ЗАДАНИЕ 1
Перепишите фрагмент текста о походе Шамиля в Кабарду, который начинается словами «При таких обстоятельствах, не» и заканчивается словами «при действующей армии.», подставив «Москву» вместо «Варшаву».
ЗАДАНИЕ 2
Сколько дней, по тексту о походе Шамиля в Кабарду, Шамиль ожидал в бездействии общего кабардинского восстания?

При таких обстоятельствах, не желая оставаться на Кавказе, я имел случай воспользоваться командировкою в город Варшаву, для отвода туда чинов конно-горского полка, состоявшего при действующей армии.
В следующем 1846 году Шамиль с многотысячным ополчением прибыл в Кабарду. где, как я предвидел, одни из князей со своими подвластными пристали к Шамилю, другие остались на стороне русских. Шамиль же, действуя нерешительно, стал недалеко от русской крепости Нальчика, которая, будучи в центре Кабарды с очень слабым гарнизоном, легко могла бы быть взята, если бы Шамиль согласился на просьбу кабардинских своих наибов12, штурмовать ее и, ожидая там десять дней в бездействии общего кабардинского восстания, был окружен со всех сторон русскими войсками, от которых с помощью кабардинцев ночью, хитро скрыв свое движение, успел близ русского отряда благополучно переправиться через Терек и невредимым возвратиться в Чечню со всем ополчением. Он сильно сконфузил всех бывших против начальников русских отрядов.

ДАННЫЕ
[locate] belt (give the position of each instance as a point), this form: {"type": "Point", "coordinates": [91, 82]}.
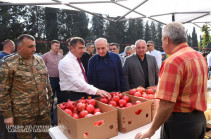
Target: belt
{"type": "Point", "coordinates": [193, 112]}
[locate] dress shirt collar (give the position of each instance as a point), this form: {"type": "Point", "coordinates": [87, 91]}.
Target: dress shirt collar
{"type": "Point", "coordinates": [106, 56]}
{"type": "Point", "coordinates": [180, 46]}
{"type": "Point", "coordinates": [52, 53]}
{"type": "Point", "coordinates": [71, 55]}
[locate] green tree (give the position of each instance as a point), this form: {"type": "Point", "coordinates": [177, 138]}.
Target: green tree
{"type": "Point", "coordinates": [132, 31]}
{"type": "Point", "coordinates": [140, 29]}
{"type": "Point", "coordinates": [51, 24]}
{"type": "Point", "coordinates": [153, 32]}
{"type": "Point", "coordinates": [115, 31]}
{"type": "Point", "coordinates": [147, 36]}
{"type": "Point", "coordinates": [97, 27]}
{"type": "Point", "coordinates": [194, 38]}
{"type": "Point", "coordinates": [189, 39]}
{"type": "Point", "coordinates": [158, 40]}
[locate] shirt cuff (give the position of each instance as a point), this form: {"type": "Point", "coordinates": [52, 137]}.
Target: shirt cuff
{"type": "Point", "coordinates": [93, 91]}
{"type": "Point", "coordinates": [7, 114]}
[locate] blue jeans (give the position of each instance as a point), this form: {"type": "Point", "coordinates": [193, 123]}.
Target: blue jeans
{"type": "Point", "coordinates": [56, 92]}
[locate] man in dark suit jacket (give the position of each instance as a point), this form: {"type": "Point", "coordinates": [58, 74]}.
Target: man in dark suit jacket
{"type": "Point", "coordinates": [140, 68]}
{"type": "Point", "coordinates": [105, 69]}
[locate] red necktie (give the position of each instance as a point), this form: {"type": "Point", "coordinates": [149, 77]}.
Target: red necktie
{"type": "Point", "coordinates": [79, 61]}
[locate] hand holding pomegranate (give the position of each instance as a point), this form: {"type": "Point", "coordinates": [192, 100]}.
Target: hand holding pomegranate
{"type": "Point", "coordinates": [103, 93]}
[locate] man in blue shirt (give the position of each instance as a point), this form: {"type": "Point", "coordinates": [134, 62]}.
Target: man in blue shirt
{"type": "Point", "coordinates": [8, 48]}
{"type": "Point", "coordinates": [105, 69]}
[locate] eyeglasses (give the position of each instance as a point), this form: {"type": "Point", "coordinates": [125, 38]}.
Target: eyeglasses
{"type": "Point", "coordinates": [112, 49]}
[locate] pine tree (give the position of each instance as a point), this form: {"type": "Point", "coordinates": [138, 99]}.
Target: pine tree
{"type": "Point", "coordinates": [153, 32]}
{"type": "Point", "coordinates": [97, 27]}
{"type": "Point", "coordinates": [140, 29]}
{"type": "Point", "coordinates": [147, 36]}
{"type": "Point", "coordinates": [51, 24]}
{"type": "Point", "coordinates": [194, 38]}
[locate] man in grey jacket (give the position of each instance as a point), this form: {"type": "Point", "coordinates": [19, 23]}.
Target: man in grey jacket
{"type": "Point", "coordinates": [140, 68]}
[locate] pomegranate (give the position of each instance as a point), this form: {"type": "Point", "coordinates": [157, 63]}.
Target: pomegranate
{"type": "Point", "coordinates": [126, 98]}
{"type": "Point", "coordinates": [70, 105]}
{"type": "Point", "coordinates": [140, 89]}
{"type": "Point", "coordinates": [68, 111]}
{"type": "Point", "coordinates": [83, 113]}
{"type": "Point", "coordinates": [92, 102]}
{"type": "Point", "coordinates": [115, 98]}
{"type": "Point", "coordinates": [82, 100]}
{"type": "Point", "coordinates": [90, 108]}
{"type": "Point", "coordinates": [62, 106]}
{"type": "Point", "coordinates": [151, 96]}
{"type": "Point", "coordinates": [149, 91]}
{"type": "Point", "coordinates": [97, 113]}
{"type": "Point", "coordinates": [122, 102]}
{"type": "Point", "coordinates": [80, 106]}
{"type": "Point", "coordinates": [89, 115]}
{"type": "Point", "coordinates": [119, 94]}
{"type": "Point", "coordinates": [128, 105]}
{"type": "Point", "coordinates": [138, 102]}
{"type": "Point", "coordinates": [132, 91]}
{"type": "Point", "coordinates": [97, 110]}
{"type": "Point", "coordinates": [75, 110]}
{"type": "Point", "coordinates": [104, 100]}
{"type": "Point", "coordinates": [75, 115]}
{"type": "Point", "coordinates": [113, 103]}
{"type": "Point", "coordinates": [138, 94]}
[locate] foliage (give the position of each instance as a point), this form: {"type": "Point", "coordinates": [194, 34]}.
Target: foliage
{"type": "Point", "coordinates": [206, 38]}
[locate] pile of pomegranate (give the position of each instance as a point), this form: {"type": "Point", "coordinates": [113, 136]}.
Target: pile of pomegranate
{"type": "Point", "coordinates": [118, 100]}
{"type": "Point", "coordinates": [142, 92]}
{"type": "Point", "coordinates": [83, 108]}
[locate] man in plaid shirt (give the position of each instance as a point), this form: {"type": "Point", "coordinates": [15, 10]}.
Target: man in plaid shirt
{"type": "Point", "coordinates": [182, 89]}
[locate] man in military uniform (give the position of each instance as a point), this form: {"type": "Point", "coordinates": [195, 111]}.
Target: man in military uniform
{"type": "Point", "coordinates": [25, 98]}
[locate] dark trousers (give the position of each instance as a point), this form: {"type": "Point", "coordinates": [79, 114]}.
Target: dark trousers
{"type": "Point", "coordinates": [184, 126]}
{"type": "Point", "coordinates": [71, 95]}
{"type": "Point", "coordinates": [4, 134]}
{"type": "Point", "coordinates": [55, 88]}
{"type": "Point", "coordinates": [56, 92]}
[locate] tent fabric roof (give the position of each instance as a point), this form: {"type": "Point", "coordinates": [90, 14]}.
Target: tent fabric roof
{"type": "Point", "coordinates": [164, 11]}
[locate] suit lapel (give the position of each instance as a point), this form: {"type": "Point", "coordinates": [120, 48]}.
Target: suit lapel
{"type": "Point", "coordinates": [148, 64]}
{"type": "Point", "coordinates": [137, 61]}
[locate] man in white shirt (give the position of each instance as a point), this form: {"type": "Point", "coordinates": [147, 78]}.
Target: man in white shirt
{"type": "Point", "coordinates": [73, 81]}
{"type": "Point", "coordinates": [209, 60]}
{"type": "Point", "coordinates": [155, 53]}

ОТВЕТ 1
При таких обстоятельствах, не желая оставаться на Кавказе, я имел случай воспользоваться командировкою в город Москву, для отвода туда чинов конно-горского полка, состоявшего при действующей армии.

ОТВЕТ 2
Десять дней.